--- start of Input for this task ---
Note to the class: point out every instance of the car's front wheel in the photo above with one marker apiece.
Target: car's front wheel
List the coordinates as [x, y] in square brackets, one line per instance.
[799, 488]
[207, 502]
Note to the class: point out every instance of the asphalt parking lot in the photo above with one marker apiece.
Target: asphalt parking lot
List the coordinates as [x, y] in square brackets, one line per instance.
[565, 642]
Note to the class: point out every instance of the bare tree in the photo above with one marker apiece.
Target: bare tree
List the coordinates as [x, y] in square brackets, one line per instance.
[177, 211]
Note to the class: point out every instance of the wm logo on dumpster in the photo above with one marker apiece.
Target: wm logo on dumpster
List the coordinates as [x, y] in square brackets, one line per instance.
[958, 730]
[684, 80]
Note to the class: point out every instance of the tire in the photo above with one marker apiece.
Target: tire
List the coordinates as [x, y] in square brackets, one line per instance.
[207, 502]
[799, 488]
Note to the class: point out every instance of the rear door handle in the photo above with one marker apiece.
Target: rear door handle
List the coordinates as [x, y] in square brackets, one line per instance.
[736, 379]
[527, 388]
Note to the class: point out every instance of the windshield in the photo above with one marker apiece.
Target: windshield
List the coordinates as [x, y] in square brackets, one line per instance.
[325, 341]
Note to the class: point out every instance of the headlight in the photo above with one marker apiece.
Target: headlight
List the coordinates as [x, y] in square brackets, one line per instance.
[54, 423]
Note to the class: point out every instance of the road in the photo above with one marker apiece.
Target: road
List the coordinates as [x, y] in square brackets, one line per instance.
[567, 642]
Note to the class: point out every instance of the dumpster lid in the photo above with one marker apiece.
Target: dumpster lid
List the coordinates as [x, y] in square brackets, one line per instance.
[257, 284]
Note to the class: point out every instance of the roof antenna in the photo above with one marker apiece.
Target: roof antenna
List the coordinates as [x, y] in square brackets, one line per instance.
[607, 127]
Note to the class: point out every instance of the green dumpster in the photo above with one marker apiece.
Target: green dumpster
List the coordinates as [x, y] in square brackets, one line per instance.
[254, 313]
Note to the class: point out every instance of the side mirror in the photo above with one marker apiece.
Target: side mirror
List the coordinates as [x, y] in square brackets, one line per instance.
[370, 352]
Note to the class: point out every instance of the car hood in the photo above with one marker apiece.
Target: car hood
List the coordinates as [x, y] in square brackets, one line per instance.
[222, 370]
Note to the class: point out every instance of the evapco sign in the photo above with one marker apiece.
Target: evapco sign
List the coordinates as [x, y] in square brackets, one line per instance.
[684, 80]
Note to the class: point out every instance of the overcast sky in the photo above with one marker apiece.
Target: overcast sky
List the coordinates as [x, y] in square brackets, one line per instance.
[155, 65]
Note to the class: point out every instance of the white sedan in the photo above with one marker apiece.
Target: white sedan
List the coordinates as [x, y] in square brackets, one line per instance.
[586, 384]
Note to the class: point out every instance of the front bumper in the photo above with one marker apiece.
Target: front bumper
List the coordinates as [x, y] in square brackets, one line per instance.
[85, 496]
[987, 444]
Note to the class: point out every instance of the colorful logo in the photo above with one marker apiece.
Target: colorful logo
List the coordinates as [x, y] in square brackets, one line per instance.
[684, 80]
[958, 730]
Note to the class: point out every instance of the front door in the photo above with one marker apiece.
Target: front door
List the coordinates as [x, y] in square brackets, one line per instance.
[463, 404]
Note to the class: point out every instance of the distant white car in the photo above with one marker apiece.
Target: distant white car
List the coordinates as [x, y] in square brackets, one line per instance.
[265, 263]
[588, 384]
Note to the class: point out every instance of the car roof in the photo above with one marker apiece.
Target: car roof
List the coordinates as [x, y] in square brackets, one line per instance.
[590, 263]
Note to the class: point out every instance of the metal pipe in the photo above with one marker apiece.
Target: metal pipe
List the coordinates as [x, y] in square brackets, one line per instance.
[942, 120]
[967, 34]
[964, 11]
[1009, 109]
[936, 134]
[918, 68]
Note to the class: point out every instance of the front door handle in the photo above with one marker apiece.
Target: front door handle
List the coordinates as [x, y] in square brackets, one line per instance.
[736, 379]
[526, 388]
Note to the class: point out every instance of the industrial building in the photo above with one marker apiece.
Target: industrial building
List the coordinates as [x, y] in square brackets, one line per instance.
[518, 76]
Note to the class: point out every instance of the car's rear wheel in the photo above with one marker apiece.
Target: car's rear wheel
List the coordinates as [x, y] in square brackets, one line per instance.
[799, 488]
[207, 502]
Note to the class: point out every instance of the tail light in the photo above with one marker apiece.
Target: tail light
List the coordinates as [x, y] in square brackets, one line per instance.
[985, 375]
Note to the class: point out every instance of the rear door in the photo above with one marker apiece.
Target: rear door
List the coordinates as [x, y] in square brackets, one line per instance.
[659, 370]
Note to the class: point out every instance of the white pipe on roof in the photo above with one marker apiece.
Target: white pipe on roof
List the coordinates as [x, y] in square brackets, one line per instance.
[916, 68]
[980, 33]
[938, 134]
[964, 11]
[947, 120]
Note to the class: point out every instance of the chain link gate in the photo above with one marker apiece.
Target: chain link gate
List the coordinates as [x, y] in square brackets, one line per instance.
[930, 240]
--- end of Input for this task ---
§ **Written exercise**: Output these rows as a Markdown table with two columns, Line and Text, numbering each row and leaving out blank lines.

§ **Reply**:
| Line | Text |
|---|---|
| 1 | Note to the class: point out every instance of the car's front wheel in the photo above with one marker apiece. |
| 2 | Target: car's front wheel |
| 3 | List the coordinates as [x, y] in square brackets, one line per instance. |
| 4 | [799, 488] |
| 5 | [207, 502] |
| 6 | Note to the class: point out every instance of the asphalt parking lot in the photo above with one marker apiece. |
| 7 | Target: asphalt parking lot |
| 8 | List the coordinates as [x, y] in square brackets, one line per instance. |
| 9 | [565, 642] |
| 10 | Note to the class: point out every instance of the bare tree in the photo above with one marker apiece. |
| 11 | Target: bare tree |
| 12 | List the coordinates as [x, y] in square brackets, one line per instance. |
| 13 | [177, 211] |
| 14 | Note to the class: point out every instance of the wm logo on dumpster in the photo above with one marker apiece. |
| 15 | Target: wm logo on dumpster |
| 16 | List the coordinates as [x, y] in square brackets, one line per instance. |
| 17 | [958, 730] |
| 18 | [684, 80] |
| 19 | Note to the class: point out every instance of the tire in the photo above with one marker apiece. |
| 20 | Target: tire |
| 21 | List the coordinates as [x, y] in square brackets, one line per instance. |
| 22 | [207, 502] |
| 23 | [799, 488] |
| 24 | Note to the class: point out every instance of the rear door handle in the photo above with one marker apiece. |
| 25 | Target: rear door handle |
| 26 | List the coordinates as [x, y] in square brackets, one line per instance. |
| 27 | [736, 379] |
| 28 | [527, 388] |
| 29 | Note to the class: point out every instance of the windshield in the photo above with one marker apiece. |
| 30 | Target: windshield |
| 31 | List the coordinates as [x, y] in square brackets, one line per instance. |
| 32 | [325, 341] |
| 33 | Note to the class: point out every instance of the headlight in the photo above with one marker apiece. |
| 34 | Target: headlight |
| 35 | List the coordinates as [x, y] in square brackets, one line per instance. |
| 36 | [54, 423] |
| 37 | Note to the class: point out every instance of the road in the photo above with one marker apiece. |
| 38 | Target: road |
| 39 | List the coordinates as [x, y] in square brackets, one line per instance. |
| 40 | [567, 642] |
| 41 | Note to the class: point out every instance of the dumpster lid in the photo above with one marker apiece. |
| 42 | Target: dumpster lid |
| 43 | List the coordinates as [x, y] in square brackets, one line per instance. |
| 44 | [257, 284] |
| 45 | Note to the class: point out every instance of the roof antenna in the photo above with one marker apiece. |
| 46 | Target: roof antenna |
| 47 | List the coordinates as [x, y] in square brackets, one line per instance. |
| 48 | [607, 127] |
| 49 | Note to the class: point out every instance of the green dumpster in the photo above with one marker apiece. |
| 50 | Target: green dumpster |
| 51 | List the coordinates as [x, y] in square brackets, one line per instance. |
| 52 | [254, 313] |
| 53 | Note to the class: point out every instance of the side mirror in the photo above with one marker apiece. |
| 54 | Target: side mirror |
| 55 | List the coordinates as [x, y] in square brackets, one line per instance. |
| 56 | [370, 352] |
| 57 | Note to the class: point out every instance of the car hood in the photo above with one marker apiece. |
| 58 | Target: car hood |
| 59 | List the coordinates as [x, y] in square brackets, one line per instance. |
| 60 | [222, 370] |
| 61 | Note to the class: point out every instance of the evapco sign in the photo above with one marker apiece. |
| 62 | Target: evapco sign |
| 63 | List the coordinates as [x, y] in square brackets, one line per instance. |
| 64 | [684, 80] |
| 65 | Note to the class: point out every instance of the overcast sky in the photo above with one marker apiece. |
| 66 | Target: overcast sky |
| 67 | List the coordinates as [x, y] in square brackets, one line per instance. |
| 68 | [155, 65] |
| 69 | Note to the class: point out every instance of the white sedan in the photo above with one marker apiece. |
| 70 | Target: white sedan |
| 71 | List the coordinates as [x, y] in square brackets, one line per instance. |
| 72 | [586, 384] |
| 73 | Note to the class: point out every instance of the front bumper in the photo above with one marker apiece. |
| 74 | Target: front bumper |
| 75 | List the coordinates as [x, y] in square brackets, one line per instance. |
| 76 | [85, 496] |
| 77 | [987, 444] |
| 78 | Note to the class: point out every instance of the colorful logo in the photo above with one marker apiece. |
| 79 | Target: colorful logo |
| 80 | List the coordinates as [x, y] in square brackets, one line per instance. |
| 81 | [684, 80] |
| 82 | [958, 730] |
| 83 | Note to the class: point out every instance of the front door in the photo above with one marker apiece. |
| 84 | Target: front door |
| 85 | List the coordinates as [x, y] in square brackets, one line per instance. |
| 86 | [463, 404] |
| 87 | Note to the class: point out every instance of the distant white car in the photo above with one marker apiece. |
| 88 | Target: distant white car |
| 89 | List the coordinates as [x, y] in square brackets, one line per instance. |
| 90 | [265, 263] |
| 91 | [588, 384] |
| 92 | Note to the class: point out every instance of the car roof in the photo above with one marker apiece. |
| 93 | Target: car roof |
| 94 | List the coordinates as [x, y] in square brackets, one line per instance. |
| 95 | [590, 263] |
| 96 | Note to the class: point out every instance of the metal pipe in the photo above with one marker apiece. |
| 97 | Target: metal pipe |
| 98 | List the coordinates as [x, y] in square brackets, one line per instance. |
| 99 | [942, 120] |
| 100 | [967, 34] |
| 101 | [964, 11] |
| 102 | [1009, 109] |
| 103 | [936, 134] |
| 104 | [918, 68] |
| 105 | Note to the class: point out every instance of the front door handle in the photo above with one marker apiece. |
| 106 | Target: front door handle |
| 107 | List the coordinates as [x, y] in square brackets, one line per instance. |
| 108 | [736, 379] |
| 109 | [526, 388] |
| 110 | Note to the class: point out every instance of the industrial building in the photo above with one marker apiece. |
| 111 | Target: industrial building |
| 112 | List the coordinates as [x, y] in square brackets, one line per instance. |
| 113 | [518, 76] |
| 114 | Note to the class: point out every instance of the car's rear wheel in the photo above with one marker apiece. |
| 115 | Target: car's rear wheel |
| 116 | List the coordinates as [x, y] in square brackets, one line per instance. |
| 117 | [799, 488] |
| 118 | [207, 502] |
| 119 | Note to the class: point out every instance of the tail light in the photo above with one marker apiece. |
| 120 | Target: tail light |
| 121 | List the coordinates as [x, y] in square brackets, one line per instance. |
| 122 | [985, 375] |
| 123 | Note to the class: point out every instance of the rear door in the photo above with one marker apiece. |
| 124 | Target: rear door |
| 125 | List the coordinates as [x, y] in square brackets, one line per instance. |
| 126 | [659, 370] |
| 127 | Note to the class: point out every instance of the white pipe on roof in the photo above with one marker apiece. |
| 128 | Target: white pipe on roof |
| 129 | List the coordinates as [x, y] in square brackets, one line per instance. |
| 130 | [916, 68] |
| 131 | [980, 33] |
| 132 | [938, 134] |
| 133 | [964, 11] |
| 134 | [947, 120] |
| 135 | Note to the class: point out every instance of the chain link gate in the photo above with one marker apiece. |
| 136 | Target: chain link gate |
| 137 | List the coordinates as [x, y] in square brackets, one line per instance. |
| 138 | [930, 240] |